WHAT IS REQUIRED: Locate the line with "of the sidewalk" in the material. Copy that line and each one after it, through the last, exactly and with nothing else.

MATERIAL PROVIDED:

══════════

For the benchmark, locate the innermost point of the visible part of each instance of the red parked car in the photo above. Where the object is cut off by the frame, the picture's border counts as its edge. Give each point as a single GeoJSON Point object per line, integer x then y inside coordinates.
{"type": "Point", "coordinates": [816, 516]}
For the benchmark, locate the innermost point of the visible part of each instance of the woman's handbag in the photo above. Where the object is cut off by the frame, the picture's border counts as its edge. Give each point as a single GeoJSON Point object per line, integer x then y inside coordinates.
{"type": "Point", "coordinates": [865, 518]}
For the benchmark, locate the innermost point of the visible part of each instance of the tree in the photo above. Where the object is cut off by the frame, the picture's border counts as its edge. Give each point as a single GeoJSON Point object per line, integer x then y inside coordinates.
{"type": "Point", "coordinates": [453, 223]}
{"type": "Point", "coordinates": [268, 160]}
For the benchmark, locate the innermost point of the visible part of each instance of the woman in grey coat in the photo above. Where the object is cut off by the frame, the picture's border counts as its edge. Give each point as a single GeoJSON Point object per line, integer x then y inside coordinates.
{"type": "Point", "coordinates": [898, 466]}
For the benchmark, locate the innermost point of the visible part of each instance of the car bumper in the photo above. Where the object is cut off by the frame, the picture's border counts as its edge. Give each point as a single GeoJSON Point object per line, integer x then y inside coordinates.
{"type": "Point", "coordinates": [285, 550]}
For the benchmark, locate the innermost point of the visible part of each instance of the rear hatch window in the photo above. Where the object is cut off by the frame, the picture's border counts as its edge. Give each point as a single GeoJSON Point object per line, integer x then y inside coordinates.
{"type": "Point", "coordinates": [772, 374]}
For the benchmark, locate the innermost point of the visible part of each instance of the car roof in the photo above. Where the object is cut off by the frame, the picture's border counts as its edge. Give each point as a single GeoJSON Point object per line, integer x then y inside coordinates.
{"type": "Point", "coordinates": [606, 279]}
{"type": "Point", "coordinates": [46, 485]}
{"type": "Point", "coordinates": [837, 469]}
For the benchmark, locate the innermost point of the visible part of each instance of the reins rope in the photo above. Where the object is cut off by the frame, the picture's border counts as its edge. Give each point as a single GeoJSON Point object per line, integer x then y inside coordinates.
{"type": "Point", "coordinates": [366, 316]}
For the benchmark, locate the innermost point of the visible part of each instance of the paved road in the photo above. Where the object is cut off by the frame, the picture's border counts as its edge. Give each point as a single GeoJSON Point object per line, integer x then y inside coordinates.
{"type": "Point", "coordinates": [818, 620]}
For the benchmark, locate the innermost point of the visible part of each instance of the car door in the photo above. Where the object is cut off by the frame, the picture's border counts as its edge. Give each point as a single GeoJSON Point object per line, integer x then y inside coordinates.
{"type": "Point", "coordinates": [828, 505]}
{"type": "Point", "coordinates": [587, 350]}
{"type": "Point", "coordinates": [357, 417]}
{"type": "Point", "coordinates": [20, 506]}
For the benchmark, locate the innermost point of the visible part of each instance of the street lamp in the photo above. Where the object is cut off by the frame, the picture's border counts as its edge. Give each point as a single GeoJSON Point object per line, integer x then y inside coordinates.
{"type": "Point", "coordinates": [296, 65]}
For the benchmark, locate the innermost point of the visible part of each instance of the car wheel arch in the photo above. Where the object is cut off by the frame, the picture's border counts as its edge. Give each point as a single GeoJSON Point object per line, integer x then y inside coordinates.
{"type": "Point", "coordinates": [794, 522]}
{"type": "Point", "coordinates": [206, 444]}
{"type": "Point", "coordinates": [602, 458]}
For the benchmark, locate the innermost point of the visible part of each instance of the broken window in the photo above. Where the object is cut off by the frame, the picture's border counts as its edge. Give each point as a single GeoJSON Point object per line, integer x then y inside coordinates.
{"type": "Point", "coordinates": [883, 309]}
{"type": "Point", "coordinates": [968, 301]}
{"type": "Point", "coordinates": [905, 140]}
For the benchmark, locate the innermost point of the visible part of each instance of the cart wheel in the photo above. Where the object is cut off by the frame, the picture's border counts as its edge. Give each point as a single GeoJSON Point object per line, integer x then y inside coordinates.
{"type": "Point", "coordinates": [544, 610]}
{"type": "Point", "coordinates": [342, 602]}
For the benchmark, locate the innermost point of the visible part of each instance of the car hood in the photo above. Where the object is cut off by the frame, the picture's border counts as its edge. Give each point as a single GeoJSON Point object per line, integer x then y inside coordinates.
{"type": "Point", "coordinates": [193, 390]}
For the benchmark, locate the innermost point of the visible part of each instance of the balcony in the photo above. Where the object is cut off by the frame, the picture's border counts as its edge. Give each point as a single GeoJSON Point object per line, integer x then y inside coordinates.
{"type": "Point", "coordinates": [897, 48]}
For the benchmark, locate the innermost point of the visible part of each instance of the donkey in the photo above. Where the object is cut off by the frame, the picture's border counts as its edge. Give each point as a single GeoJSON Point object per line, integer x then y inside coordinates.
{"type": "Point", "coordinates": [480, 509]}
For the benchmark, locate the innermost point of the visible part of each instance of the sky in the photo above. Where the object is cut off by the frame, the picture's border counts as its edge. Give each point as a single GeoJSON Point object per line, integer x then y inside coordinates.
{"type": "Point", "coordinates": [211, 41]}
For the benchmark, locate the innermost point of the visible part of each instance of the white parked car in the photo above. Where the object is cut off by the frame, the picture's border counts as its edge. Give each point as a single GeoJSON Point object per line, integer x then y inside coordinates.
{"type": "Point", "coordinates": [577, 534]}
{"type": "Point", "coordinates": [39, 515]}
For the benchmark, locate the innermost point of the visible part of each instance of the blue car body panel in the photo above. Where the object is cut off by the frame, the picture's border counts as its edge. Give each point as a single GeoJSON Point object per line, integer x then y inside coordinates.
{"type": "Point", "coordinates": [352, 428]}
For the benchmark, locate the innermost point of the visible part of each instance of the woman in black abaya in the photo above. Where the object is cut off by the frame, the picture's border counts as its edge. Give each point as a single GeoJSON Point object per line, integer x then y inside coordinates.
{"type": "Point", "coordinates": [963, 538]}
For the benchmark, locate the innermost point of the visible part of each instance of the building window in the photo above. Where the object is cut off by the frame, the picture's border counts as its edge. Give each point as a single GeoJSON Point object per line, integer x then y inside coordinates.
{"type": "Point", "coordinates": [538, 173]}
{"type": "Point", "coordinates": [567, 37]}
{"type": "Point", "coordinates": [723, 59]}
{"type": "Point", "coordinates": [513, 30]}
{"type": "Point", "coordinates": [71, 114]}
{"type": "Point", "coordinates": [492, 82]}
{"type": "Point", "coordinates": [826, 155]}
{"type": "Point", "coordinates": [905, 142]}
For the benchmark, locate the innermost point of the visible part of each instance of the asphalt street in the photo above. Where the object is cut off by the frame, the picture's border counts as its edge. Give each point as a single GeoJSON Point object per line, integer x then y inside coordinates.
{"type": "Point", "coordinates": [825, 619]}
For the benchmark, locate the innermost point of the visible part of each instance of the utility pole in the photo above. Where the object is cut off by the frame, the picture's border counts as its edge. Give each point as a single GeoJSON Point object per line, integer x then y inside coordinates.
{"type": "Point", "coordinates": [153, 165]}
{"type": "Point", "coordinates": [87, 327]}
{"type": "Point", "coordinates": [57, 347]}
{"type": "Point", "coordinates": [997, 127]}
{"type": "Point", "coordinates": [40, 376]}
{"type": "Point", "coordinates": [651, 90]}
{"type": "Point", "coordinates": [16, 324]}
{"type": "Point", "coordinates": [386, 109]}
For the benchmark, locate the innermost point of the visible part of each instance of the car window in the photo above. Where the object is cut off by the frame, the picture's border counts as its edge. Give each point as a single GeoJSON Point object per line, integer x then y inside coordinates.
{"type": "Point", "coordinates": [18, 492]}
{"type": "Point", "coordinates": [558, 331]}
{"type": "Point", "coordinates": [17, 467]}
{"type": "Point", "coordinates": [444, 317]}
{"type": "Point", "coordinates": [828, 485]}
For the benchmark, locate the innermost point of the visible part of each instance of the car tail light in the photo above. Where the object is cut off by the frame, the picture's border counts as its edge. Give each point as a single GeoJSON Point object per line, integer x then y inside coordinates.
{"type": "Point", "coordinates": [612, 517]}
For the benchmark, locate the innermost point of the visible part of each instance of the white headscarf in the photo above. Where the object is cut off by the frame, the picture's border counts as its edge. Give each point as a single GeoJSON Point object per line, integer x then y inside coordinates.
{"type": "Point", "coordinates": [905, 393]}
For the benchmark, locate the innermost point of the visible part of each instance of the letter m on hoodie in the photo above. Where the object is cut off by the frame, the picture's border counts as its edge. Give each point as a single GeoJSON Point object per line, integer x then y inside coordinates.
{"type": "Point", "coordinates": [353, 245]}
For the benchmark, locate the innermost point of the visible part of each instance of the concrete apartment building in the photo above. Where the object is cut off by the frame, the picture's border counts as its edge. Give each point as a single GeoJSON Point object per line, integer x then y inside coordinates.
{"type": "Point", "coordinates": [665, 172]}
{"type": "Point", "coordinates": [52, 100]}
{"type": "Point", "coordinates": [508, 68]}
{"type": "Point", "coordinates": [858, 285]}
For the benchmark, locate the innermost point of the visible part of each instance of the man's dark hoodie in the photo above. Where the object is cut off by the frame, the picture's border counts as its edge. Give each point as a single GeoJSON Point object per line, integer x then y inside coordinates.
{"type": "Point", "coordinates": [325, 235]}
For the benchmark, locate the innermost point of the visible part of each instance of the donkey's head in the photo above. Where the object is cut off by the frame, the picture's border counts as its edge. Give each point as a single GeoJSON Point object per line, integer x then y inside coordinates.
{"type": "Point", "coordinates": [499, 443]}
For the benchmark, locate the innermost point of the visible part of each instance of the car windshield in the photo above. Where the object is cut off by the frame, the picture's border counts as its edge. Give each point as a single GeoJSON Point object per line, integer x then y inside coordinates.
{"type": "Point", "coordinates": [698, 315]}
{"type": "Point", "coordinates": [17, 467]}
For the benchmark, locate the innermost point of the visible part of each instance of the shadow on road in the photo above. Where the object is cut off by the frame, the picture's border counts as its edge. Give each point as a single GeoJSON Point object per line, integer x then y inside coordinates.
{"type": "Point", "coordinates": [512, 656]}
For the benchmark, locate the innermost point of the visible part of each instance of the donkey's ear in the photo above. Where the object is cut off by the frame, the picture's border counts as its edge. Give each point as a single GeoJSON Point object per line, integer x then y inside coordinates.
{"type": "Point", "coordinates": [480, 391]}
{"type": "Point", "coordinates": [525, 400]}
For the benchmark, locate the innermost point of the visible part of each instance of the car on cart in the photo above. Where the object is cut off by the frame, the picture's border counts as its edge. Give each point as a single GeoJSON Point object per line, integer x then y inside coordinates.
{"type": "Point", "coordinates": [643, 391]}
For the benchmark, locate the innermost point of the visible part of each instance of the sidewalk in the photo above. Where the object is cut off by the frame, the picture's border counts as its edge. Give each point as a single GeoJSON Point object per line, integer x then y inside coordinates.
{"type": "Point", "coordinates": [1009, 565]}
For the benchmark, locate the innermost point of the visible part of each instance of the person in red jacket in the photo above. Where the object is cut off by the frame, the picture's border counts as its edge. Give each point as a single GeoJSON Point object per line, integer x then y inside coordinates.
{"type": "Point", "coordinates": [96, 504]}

══════════

THE ANSWER:
For the benchmark, locate the innermost point of the visible part of each instance of the sidewalk in the photo above. Where the object is cut off by the frame, the picture's border counts as its edge. Give each point as a single GeoJSON Point object per line, integer x then y inside coordinates.
{"type": "Point", "coordinates": [1009, 565]}
For the benchmark, locate the innermost point of the visible part of each instance of the person in red jacket in the photo above. Where the object is cut off by the frame, the picture's border counts as its edge. Give each point as a single GeoJSON Point object per line, integer x then y inside coordinates.
{"type": "Point", "coordinates": [96, 504]}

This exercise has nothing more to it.